**Exercise requirements:**
Starting at the beginning of the material and ending at the line with "(237, 30), (257, 60)", write those lines out again, switching "headscarf" to "head covering" and leaving everything else as it is.

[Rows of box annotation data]
⟨

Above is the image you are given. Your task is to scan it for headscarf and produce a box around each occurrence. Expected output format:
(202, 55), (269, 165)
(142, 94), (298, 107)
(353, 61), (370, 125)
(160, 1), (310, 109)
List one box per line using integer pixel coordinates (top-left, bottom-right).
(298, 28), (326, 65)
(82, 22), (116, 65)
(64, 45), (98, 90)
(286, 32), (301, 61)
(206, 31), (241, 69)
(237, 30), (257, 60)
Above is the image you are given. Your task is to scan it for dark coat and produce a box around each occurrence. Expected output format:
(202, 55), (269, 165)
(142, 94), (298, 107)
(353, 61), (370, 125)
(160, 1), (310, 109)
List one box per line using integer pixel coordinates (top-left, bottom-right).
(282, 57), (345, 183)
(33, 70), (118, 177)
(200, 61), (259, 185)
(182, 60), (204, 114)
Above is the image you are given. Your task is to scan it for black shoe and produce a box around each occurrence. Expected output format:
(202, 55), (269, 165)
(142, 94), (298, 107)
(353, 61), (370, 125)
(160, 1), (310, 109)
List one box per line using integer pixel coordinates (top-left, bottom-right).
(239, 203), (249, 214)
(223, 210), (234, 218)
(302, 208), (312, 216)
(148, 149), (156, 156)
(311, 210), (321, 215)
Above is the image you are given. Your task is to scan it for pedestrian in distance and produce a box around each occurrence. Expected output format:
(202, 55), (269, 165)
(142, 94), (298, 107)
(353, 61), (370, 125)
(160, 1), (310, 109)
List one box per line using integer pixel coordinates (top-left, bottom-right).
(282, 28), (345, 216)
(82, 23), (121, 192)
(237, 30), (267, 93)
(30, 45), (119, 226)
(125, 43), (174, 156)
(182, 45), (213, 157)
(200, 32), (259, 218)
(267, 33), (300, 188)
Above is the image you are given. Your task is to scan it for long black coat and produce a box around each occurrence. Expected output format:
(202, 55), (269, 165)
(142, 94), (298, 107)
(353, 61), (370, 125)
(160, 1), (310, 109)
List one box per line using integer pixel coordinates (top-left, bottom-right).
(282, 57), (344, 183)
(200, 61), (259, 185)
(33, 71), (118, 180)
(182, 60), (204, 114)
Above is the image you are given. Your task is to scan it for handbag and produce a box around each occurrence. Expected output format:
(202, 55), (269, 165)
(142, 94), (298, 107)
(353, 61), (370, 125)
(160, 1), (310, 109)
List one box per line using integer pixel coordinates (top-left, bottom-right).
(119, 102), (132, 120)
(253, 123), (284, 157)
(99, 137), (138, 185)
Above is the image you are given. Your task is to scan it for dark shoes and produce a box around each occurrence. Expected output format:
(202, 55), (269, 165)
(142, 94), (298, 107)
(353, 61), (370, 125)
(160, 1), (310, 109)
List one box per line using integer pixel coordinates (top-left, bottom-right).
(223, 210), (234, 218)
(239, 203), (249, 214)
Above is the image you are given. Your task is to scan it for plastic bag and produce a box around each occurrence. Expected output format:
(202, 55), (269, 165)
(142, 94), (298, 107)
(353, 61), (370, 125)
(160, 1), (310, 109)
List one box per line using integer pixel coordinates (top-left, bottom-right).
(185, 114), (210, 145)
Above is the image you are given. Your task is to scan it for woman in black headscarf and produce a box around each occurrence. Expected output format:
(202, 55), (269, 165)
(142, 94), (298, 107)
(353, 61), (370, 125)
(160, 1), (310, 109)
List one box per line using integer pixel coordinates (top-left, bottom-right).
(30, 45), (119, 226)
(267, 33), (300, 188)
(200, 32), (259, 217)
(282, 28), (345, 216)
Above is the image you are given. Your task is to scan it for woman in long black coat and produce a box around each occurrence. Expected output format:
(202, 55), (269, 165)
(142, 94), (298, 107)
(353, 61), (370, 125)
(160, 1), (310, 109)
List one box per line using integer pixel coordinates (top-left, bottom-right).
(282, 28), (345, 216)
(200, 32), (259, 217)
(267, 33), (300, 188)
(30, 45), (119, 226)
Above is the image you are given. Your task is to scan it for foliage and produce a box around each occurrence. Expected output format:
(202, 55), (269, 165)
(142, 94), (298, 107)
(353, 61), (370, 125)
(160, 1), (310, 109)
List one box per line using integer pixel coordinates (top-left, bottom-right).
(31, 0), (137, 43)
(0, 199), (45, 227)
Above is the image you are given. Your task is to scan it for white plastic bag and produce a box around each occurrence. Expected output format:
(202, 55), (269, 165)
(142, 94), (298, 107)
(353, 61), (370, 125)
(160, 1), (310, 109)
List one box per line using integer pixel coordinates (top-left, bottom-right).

⟩

**Task result:**
Above is the image you are given. Your task is to scan it for head covering and produce a box around each occurrence. Expected output format:
(202, 55), (269, 165)
(142, 94), (298, 107)
(353, 61), (370, 125)
(160, 1), (310, 109)
List one box per line using integer pixel coordinates (top-left, bottom-right).
(298, 28), (326, 65)
(82, 22), (116, 65)
(64, 45), (98, 90)
(286, 32), (301, 61)
(206, 31), (241, 69)
(237, 30), (257, 60)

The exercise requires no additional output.